» Given data:
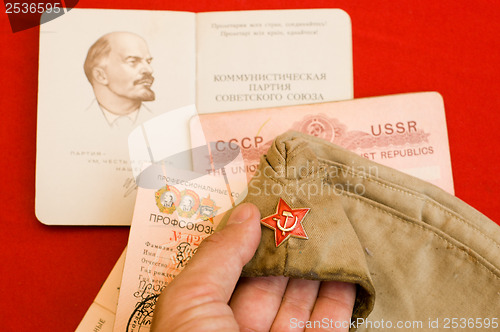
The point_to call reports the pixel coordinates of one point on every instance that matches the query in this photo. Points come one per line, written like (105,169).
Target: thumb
(214,270)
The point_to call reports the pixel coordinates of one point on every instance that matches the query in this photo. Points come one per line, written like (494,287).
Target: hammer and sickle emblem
(283,229)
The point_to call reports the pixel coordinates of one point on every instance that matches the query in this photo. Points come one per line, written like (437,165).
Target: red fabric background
(50,275)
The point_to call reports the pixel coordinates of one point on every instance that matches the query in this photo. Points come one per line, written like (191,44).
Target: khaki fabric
(425,254)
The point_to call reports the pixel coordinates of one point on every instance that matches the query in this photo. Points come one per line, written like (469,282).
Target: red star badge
(286,222)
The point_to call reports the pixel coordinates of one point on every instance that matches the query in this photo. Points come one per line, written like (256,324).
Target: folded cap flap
(317,244)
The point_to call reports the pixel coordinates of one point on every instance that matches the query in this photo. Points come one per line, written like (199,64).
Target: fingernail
(240,214)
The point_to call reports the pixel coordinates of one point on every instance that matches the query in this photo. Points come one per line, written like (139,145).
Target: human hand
(207,296)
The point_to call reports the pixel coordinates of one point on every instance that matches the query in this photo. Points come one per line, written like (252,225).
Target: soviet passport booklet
(103,73)
(406,132)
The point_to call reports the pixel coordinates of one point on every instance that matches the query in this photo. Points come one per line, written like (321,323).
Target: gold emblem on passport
(189,203)
(286,222)
(167,198)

» Short problem: Rewrite all of the data above as a numbered list with one line per item. Skip any blank lines and leave out the pictures.

» Solution to this exercise:
1. The point_to call reports the pixel coordinates of one point on every instance that matches the query in this photo. Points come one per line, written like (105,169).
2. Target: thumb
3. (214,270)
4. The point_to call reports the pixel coordinates of one point on every instance that matches the query in this photo. Points come one per line, written like (494,287).
5. Target: hammer and sickle emblem
6. (283,229)
7. The point_to call reports the pixel coordinates of one point on every instance that matches the query in this photo. Points come one per line, written like (437,165).
8. Target: red fabric background
9. (50,275)
10. The point_to call reports the pixel coordinates of one point on every instance that matches the query in this photo. Points come one per line, written like (191,44).
11. Target: khaki fabric
12. (425,254)
13. The point_to call reports the pixel coordinates of one point on every instance that matches the query in this photo. Points come one per line, written like (469,282).
14. Target: red star badge
15. (286,222)
16. The point_to call reports the pixel coordinates of one point on every instance that matches the query in this photo. Points come one per line, written like (256,324).
17. Target: folded cap flap
18. (317,244)
19. The point_to call reports the pixel coordinates of one point on every instance that matches the query in this photo. Points come one per line, written like (199,64).
20. Target: fingernail
21. (240,214)
22. The point_to call reports the pixel coordinates of one point on every instance that matches the query in this photo. Points come one per line, written like (139,145).
23. Target: human hand
24. (207,296)
25. The point_to call reports the pixel coordinates of one point on every instance that matches the query in this photo. Points come one per line, written like (252,225).
26. Target: soviet passport booklet
27. (103,73)
28. (406,132)
29. The point_to call reports the pixel coordinates of one point on every instance that matches the query in this photo. Points come one per line, written like (321,323).
30. Target: gold emblem on passport
31. (189,203)
32. (286,222)
33. (167,198)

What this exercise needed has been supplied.